# Required work
Only the lines from the one containing "Category: white painted surface" to the end of the entries should be written out, each exactly as it stands, both ends included.

(Entries from a pointing dataset)
▬▬▬▬▬▬▬▬▬▬
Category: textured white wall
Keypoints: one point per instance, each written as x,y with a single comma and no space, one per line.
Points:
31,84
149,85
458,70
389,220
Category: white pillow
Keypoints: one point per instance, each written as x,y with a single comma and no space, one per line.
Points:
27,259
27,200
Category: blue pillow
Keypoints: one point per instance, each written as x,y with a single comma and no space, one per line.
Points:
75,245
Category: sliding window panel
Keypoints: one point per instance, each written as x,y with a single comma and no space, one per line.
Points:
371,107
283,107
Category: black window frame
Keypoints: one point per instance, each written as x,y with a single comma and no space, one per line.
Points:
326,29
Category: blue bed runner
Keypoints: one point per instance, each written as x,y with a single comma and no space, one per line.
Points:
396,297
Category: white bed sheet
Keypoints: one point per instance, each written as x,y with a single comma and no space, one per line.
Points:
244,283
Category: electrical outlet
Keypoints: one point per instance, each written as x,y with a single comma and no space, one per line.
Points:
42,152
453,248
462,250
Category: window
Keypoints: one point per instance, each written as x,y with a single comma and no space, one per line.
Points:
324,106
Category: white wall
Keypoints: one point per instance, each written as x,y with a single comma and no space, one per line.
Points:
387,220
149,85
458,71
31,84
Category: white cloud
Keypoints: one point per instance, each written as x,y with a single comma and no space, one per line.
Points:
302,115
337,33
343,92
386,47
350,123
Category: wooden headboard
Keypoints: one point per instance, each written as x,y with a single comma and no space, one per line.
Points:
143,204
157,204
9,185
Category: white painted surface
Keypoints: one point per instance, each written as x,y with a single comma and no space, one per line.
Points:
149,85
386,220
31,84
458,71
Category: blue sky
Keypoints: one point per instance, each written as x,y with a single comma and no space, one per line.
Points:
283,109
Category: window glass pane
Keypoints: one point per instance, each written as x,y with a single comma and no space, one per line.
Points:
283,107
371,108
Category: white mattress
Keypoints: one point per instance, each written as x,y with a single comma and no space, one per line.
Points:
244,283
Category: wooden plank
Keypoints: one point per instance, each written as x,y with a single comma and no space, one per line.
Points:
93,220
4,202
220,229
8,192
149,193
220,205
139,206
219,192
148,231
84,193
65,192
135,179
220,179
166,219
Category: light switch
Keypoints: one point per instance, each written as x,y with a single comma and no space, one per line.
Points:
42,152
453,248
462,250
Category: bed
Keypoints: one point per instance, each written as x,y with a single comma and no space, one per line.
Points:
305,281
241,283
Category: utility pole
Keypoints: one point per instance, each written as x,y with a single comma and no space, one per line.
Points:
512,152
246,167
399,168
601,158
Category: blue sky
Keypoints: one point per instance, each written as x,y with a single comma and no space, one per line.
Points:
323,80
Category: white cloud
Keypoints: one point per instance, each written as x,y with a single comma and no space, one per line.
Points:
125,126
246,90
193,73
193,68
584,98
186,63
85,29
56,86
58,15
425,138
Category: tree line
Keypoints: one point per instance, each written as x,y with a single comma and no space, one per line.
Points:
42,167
▬▬▬▬▬▬▬▬▬▬
# Answer in full
Category: white painted surface
Keypoints: one point per instance, each written as x,y with a single comma and no space, one per line.
Points:
149,85
386,220
31,84
458,71
Category: blue sky
Keypoints: one point per instance, each written as x,y with a single comma and no space, one per line.
Points:
283,109
Category: window glass pane
Keypoints: one point per instance, each written as x,y with a single comma and no space, one per line.
Points:
283,107
371,108
Category: white mattress
Keypoints: one point per instance, each written as x,y with a single comma and no space, one per line.
Points:
244,283
Category: wooden plank
Keypoints: one point per instance, each written as x,y with a single comma and no space, one per line.
Points:
93,220
4,202
220,229
8,192
149,193
220,205
139,206
219,192
148,231
84,193
65,192
135,179
220,179
166,219
Category: light switch
Keypoints: one point per instance, each written as x,y with a single comma and no space, one per line.
Points:
42,152
453,248
462,250
Category: bed
Keypoints: one point per instance, each written as x,y with a single comma and no space, one per line.
Points:
305,281
241,283
Category: utility pole
Keypoints: one point per instance, each written as x,y with a single comma and no space, one per line.
Points:
512,152
246,167
399,168
601,158
Category: blue sky
Keypoints: one point per instance, each written as x,y with a single comma and no space, one per line.
Points:
323,80
Category: white cloud
Keypoints: one point per instance, each written as x,y with a single comma and no space, one per line.
Points:
125,126
246,90
193,73
193,68
584,98
186,63
85,29
56,86
58,15
425,138
Category: tree line
Keypoints: one point per instance, each written as x,y with a single comma and no space, one per line.
Points:
42,167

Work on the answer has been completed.